What you will do | Give back exactly the lines from the one that includes "[tag] tree branch: a pin per instance" to the last line below, both included, and no further lines.

Data supplied |
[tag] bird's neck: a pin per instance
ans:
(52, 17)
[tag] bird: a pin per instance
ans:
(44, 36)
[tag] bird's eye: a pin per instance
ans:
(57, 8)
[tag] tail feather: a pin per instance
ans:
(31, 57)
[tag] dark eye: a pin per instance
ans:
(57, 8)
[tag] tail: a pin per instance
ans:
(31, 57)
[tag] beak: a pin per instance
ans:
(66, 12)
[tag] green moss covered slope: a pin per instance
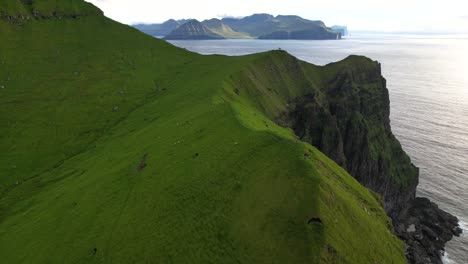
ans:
(118, 147)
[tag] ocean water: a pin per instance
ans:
(427, 77)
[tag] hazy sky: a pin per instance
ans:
(380, 15)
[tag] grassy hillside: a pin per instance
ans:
(218, 27)
(193, 29)
(118, 147)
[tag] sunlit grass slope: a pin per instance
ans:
(120, 148)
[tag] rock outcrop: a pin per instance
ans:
(346, 115)
(352, 126)
(193, 29)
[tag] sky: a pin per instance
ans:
(435, 16)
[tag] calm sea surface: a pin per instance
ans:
(428, 82)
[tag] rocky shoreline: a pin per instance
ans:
(426, 229)
(353, 128)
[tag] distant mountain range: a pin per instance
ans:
(261, 26)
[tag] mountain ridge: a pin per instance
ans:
(130, 149)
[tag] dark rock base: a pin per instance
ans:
(426, 228)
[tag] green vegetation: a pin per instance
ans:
(262, 26)
(118, 147)
(218, 27)
(193, 29)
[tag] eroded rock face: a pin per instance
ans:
(425, 229)
(351, 125)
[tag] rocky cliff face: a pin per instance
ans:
(346, 116)
(192, 30)
(352, 126)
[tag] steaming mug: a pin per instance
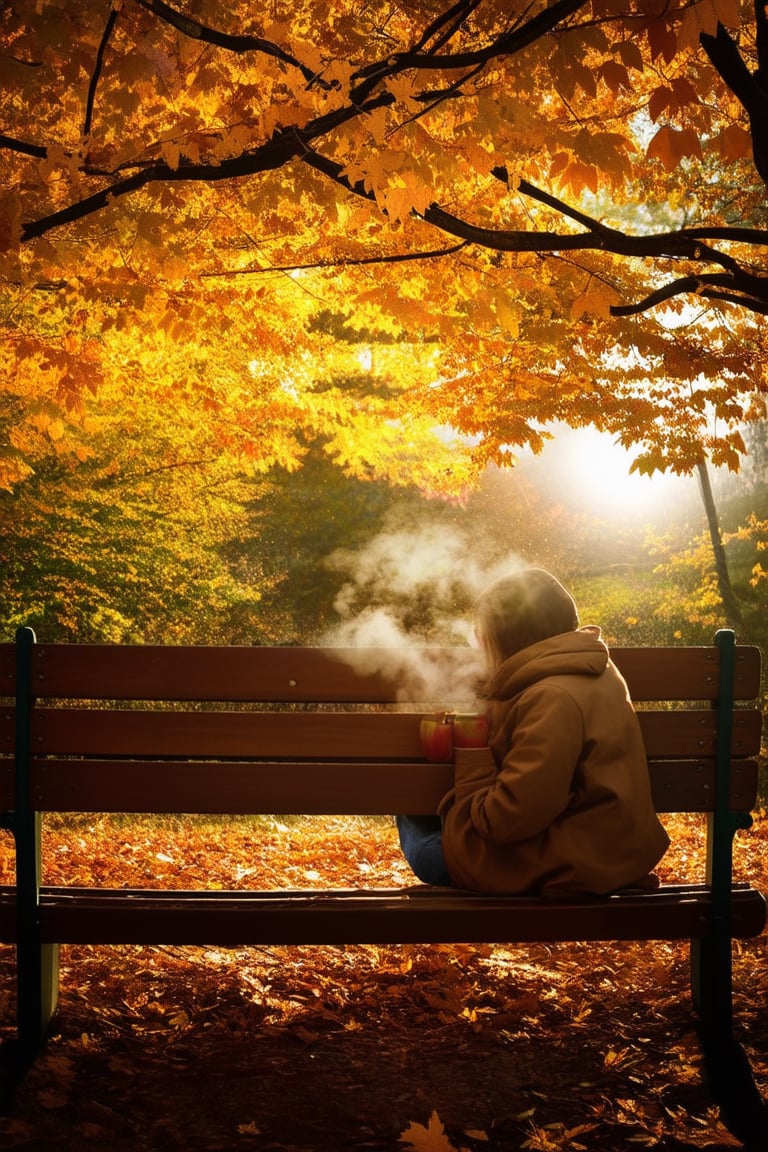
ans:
(446, 730)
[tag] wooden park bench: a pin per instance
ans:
(103, 728)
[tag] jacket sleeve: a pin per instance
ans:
(534, 781)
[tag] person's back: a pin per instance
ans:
(560, 798)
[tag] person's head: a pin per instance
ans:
(522, 609)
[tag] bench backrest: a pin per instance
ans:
(322, 730)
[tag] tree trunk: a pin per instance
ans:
(728, 596)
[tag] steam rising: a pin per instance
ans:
(409, 589)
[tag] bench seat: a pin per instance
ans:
(413, 915)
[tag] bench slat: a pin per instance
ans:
(372, 916)
(302, 674)
(121, 732)
(321, 788)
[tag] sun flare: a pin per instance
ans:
(594, 474)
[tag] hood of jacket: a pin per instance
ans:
(578, 653)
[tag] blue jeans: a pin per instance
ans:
(420, 838)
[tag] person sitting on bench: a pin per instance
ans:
(560, 800)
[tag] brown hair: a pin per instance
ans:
(521, 609)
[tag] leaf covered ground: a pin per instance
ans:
(426, 1048)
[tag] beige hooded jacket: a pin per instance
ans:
(561, 801)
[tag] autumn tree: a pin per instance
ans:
(555, 212)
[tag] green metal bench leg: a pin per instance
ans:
(728, 1069)
(37, 963)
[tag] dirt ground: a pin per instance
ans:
(427, 1048)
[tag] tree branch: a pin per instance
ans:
(112, 20)
(238, 44)
(428, 254)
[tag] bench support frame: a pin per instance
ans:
(727, 1065)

Response for this exercise |
[tag] tree branch: a pin per instance
ans:
(112, 20)
(238, 44)
(428, 254)
[tag] bench support frame: a pin per instance
ans:
(727, 1065)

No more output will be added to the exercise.